Goal of the exercise >> Turn every line of the records below into a JSON list of strings, one string per line, and leave out any blank lines.

Records shown >>
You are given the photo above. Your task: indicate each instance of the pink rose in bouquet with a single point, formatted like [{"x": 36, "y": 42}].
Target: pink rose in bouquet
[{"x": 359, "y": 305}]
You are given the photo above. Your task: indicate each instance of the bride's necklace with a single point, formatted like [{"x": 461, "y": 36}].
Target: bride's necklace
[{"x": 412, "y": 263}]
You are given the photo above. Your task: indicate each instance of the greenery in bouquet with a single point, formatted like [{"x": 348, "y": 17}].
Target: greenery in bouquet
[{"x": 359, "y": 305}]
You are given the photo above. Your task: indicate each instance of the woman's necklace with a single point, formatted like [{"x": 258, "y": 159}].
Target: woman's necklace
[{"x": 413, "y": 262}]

Result of the exercise >>
[
  "You are given the photo above. Your task: indicate each instance of the pink rose in bouquet with a single point, formatted like [{\"x\": 36, \"y\": 42}].",
  "Target: pink rose in bouquet",
  "[{\"x\": 359, \"y\": 305}]",
  "You are given the photo above. Your task: indicate each instance of the bride's necklace with a single point, formatted like [{\"x\": 461, \"y\": 36}].",
  "Target: bride's necklace",
  "[{\"x\": 412, \"y\": 263}]",
  "You are given the photo above. Your task: indicate each instance of the greenery in bouquet with a single point, formatted like [{\"x\": 348, \"y\": 17}].",
  "Target: greenery in bouquet",
  "[{\"x\": 359, \"y\": 305}]",
  "You are given the photo above. Your task: indicate each instance of the woman's necklace with a single point, formatted like [{\"x\": 258, \"y\": 159}].",
  "Target: woman's necklace",
  "[{\"x\": 413, \"y\": 262}]"
]